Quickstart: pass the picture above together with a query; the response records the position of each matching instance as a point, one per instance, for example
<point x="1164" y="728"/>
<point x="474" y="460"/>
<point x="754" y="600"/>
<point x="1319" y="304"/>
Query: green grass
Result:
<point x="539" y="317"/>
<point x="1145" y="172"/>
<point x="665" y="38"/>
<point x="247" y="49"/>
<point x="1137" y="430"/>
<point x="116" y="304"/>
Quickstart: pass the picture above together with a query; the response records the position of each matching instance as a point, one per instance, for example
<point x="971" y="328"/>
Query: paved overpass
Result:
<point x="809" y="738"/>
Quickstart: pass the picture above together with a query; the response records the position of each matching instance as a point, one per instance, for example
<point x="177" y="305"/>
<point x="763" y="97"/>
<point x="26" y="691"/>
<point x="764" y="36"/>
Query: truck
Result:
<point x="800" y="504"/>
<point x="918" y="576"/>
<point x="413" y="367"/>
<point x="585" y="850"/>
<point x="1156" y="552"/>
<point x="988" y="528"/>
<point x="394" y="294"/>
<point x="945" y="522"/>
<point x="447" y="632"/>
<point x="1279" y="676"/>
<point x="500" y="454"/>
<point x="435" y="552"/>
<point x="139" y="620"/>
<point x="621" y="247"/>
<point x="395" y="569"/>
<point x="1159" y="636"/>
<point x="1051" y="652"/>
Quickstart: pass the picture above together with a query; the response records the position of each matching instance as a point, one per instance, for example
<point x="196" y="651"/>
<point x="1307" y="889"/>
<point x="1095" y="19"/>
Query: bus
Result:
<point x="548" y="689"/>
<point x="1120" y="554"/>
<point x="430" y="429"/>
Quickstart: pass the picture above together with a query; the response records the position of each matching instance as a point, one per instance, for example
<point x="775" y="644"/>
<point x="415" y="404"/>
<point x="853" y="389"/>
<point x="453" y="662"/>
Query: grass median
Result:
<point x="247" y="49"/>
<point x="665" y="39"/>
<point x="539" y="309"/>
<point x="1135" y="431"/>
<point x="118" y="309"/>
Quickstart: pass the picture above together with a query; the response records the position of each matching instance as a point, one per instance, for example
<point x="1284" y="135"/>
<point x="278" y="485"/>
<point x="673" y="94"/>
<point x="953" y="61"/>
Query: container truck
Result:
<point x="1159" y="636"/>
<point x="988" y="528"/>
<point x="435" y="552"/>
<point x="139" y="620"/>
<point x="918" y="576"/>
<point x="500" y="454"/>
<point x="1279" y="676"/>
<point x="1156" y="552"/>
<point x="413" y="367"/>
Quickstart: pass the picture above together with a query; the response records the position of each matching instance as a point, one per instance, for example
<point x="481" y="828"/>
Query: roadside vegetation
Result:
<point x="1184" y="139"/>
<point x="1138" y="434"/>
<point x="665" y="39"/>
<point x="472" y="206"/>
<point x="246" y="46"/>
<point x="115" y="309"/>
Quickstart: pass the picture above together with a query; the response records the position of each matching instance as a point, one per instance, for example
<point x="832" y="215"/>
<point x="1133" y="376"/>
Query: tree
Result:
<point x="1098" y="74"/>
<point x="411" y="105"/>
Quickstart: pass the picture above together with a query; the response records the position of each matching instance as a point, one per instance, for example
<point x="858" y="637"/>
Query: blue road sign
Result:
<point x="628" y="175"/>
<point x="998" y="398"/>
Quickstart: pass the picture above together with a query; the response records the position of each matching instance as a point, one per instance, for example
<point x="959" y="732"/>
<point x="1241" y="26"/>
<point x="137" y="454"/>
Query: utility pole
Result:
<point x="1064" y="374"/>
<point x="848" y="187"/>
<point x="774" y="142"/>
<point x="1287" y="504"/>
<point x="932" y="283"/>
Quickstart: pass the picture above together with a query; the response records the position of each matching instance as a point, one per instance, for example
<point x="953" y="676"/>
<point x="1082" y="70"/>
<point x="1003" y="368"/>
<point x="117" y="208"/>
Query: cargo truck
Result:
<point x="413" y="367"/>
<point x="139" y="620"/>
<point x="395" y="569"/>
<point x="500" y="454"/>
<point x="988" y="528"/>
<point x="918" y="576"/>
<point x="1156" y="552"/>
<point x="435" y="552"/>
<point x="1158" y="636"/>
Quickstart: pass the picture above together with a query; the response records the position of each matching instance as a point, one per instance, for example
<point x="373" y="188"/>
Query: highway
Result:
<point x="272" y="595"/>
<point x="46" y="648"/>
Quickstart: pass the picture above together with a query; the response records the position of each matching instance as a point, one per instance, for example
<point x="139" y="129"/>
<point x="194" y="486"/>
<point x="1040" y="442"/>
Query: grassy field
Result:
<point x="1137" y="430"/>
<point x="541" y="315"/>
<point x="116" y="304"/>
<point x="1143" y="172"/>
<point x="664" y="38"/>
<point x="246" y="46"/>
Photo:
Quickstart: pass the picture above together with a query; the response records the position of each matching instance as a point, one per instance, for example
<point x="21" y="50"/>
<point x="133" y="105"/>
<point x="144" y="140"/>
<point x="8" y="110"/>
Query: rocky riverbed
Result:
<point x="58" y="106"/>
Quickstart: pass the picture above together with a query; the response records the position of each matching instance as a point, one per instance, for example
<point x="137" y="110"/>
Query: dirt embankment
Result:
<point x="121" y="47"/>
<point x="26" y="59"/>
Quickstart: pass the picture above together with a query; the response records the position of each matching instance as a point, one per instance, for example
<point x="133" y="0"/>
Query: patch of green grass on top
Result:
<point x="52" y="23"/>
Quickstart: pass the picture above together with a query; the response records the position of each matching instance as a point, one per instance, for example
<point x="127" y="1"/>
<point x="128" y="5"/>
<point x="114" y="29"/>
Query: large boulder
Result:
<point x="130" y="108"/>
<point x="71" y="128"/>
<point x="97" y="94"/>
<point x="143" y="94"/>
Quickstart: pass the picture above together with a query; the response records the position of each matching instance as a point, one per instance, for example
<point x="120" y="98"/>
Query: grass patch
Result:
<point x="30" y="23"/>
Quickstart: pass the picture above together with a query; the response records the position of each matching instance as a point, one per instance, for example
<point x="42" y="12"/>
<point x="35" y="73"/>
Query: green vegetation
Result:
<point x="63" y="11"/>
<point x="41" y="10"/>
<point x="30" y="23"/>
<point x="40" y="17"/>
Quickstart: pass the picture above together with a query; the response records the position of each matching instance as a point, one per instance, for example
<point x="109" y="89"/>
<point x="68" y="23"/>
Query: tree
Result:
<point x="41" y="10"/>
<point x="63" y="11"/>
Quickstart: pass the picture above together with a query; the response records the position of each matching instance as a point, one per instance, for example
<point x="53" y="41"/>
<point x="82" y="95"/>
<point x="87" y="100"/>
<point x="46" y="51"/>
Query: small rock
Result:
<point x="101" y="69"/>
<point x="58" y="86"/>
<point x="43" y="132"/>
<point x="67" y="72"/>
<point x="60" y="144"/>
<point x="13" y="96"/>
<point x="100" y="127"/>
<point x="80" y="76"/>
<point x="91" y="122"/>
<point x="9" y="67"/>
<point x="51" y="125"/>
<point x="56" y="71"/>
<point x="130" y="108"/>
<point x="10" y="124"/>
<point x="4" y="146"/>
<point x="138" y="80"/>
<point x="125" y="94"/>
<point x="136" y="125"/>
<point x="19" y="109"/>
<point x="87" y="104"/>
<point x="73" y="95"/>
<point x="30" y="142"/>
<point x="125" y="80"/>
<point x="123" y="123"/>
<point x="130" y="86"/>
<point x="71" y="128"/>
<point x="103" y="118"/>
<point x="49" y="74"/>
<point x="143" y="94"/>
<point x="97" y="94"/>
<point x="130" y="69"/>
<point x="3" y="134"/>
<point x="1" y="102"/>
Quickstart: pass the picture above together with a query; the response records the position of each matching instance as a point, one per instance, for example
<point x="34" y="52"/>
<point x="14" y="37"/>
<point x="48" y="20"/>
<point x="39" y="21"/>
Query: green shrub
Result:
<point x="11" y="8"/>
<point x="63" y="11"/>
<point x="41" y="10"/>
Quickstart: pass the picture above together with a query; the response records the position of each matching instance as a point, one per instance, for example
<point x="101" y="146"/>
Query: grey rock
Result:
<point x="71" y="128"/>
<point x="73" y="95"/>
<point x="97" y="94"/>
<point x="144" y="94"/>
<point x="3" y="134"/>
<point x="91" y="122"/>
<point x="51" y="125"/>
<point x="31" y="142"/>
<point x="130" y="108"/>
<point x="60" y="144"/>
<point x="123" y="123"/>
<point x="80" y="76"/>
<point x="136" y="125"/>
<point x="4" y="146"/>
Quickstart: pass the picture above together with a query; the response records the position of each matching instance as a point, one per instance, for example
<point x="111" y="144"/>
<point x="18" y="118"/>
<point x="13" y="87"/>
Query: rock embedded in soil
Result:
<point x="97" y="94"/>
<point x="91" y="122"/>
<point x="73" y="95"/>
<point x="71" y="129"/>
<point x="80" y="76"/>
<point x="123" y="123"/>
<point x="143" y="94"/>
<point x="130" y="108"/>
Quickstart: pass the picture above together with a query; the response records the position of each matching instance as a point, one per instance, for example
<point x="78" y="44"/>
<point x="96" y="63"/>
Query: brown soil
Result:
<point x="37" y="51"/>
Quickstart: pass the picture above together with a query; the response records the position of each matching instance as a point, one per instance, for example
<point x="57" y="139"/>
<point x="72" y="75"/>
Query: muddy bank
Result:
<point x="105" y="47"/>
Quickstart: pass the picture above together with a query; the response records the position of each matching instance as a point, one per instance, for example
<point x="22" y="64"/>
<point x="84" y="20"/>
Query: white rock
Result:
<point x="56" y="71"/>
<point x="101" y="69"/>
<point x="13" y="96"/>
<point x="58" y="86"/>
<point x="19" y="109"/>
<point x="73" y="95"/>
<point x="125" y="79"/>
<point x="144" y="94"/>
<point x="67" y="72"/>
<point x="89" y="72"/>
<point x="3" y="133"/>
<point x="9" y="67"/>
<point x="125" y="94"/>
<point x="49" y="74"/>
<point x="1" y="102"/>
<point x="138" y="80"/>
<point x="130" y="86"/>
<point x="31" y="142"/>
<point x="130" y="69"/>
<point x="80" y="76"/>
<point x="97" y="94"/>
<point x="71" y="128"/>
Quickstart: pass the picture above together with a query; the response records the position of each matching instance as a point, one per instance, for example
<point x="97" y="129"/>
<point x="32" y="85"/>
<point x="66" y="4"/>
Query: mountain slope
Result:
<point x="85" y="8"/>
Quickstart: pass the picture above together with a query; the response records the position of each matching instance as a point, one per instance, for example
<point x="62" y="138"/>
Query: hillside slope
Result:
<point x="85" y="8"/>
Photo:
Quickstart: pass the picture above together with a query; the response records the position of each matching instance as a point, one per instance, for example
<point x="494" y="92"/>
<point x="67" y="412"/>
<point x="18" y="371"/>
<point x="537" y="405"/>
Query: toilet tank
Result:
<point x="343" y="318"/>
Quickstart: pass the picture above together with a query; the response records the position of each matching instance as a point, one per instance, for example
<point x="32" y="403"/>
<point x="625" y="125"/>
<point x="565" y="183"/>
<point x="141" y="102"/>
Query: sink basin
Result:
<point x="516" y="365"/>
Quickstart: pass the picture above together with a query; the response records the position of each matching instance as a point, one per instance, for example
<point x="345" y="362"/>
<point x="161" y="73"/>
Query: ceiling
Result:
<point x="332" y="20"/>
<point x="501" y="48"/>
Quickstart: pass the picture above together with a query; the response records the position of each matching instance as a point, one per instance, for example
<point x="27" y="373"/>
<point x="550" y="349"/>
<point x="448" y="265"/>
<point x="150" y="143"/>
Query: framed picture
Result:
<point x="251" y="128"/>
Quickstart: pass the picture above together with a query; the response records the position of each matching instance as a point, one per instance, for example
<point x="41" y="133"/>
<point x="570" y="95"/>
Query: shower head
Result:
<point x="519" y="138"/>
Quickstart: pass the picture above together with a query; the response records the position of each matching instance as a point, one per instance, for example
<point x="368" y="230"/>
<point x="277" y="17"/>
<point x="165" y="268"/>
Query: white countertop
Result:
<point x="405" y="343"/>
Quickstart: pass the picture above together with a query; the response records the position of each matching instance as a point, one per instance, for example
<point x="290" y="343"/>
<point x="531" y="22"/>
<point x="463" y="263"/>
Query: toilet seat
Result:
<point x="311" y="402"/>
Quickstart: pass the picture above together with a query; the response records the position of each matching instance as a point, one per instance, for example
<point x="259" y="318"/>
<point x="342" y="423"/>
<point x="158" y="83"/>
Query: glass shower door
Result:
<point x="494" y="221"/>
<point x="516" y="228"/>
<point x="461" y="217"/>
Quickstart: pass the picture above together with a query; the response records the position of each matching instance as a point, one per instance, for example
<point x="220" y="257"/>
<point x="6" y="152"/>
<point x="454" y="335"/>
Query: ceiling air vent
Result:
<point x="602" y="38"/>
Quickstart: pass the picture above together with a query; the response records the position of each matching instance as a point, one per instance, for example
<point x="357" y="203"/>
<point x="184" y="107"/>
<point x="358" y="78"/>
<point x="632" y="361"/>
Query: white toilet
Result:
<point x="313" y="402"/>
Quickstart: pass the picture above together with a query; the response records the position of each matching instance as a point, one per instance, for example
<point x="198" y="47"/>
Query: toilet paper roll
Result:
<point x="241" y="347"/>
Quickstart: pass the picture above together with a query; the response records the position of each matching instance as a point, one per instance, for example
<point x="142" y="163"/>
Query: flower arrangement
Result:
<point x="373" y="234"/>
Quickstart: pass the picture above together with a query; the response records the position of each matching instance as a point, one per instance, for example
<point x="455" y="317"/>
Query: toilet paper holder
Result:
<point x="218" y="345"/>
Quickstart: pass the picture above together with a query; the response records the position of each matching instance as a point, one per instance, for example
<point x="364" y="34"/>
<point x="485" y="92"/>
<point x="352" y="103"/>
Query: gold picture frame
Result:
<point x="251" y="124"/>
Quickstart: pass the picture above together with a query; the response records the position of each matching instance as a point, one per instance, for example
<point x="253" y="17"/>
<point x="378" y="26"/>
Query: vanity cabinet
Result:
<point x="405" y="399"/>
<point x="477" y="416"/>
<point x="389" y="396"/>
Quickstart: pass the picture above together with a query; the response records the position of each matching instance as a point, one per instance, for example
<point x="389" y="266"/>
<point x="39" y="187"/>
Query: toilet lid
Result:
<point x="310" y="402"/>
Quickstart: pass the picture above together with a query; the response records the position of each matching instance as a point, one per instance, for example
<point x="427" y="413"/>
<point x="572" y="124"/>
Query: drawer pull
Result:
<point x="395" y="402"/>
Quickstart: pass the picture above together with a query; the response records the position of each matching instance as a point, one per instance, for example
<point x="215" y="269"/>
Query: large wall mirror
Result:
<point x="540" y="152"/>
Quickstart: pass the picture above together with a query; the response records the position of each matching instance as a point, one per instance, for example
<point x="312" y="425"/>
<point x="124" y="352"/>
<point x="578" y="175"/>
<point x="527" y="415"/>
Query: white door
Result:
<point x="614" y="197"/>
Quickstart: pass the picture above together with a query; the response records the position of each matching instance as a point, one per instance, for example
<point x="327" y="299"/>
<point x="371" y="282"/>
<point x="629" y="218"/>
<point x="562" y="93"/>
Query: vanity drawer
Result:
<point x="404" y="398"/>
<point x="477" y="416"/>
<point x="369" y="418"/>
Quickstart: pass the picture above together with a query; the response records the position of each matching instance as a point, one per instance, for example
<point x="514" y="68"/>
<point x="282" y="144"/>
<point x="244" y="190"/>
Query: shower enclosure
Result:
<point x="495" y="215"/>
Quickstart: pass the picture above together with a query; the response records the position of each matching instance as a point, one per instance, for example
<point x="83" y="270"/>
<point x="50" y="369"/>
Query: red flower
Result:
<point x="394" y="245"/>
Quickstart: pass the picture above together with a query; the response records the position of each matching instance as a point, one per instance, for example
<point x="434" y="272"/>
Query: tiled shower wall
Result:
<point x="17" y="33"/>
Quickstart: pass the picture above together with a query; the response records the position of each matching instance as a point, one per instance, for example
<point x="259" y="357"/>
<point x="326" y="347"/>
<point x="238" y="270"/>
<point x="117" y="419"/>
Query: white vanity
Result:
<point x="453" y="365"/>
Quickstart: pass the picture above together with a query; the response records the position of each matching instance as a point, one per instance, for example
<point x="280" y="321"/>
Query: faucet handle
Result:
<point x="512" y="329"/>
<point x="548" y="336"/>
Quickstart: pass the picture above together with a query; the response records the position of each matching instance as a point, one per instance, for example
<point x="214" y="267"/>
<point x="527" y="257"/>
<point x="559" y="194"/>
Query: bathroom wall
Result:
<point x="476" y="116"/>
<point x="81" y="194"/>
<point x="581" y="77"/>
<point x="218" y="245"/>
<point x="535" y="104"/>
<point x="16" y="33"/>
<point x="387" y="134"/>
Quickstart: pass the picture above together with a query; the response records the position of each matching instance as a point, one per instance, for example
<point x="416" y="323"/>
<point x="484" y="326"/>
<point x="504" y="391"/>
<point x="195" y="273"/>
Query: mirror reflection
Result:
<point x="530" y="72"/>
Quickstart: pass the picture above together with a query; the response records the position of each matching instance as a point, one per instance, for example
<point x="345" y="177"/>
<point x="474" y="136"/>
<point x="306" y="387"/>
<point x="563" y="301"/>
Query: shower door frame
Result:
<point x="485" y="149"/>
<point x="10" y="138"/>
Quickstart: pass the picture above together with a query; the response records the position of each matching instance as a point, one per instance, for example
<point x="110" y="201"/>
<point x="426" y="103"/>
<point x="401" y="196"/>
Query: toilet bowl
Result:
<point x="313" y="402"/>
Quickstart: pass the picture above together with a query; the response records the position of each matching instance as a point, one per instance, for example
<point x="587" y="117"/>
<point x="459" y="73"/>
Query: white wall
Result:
--------------------------------------------------
> Exercise brief
Count the lines in the entries above that contain the word "flower", treating case as significant. Reply with the number alone.

> Solution for this problem
2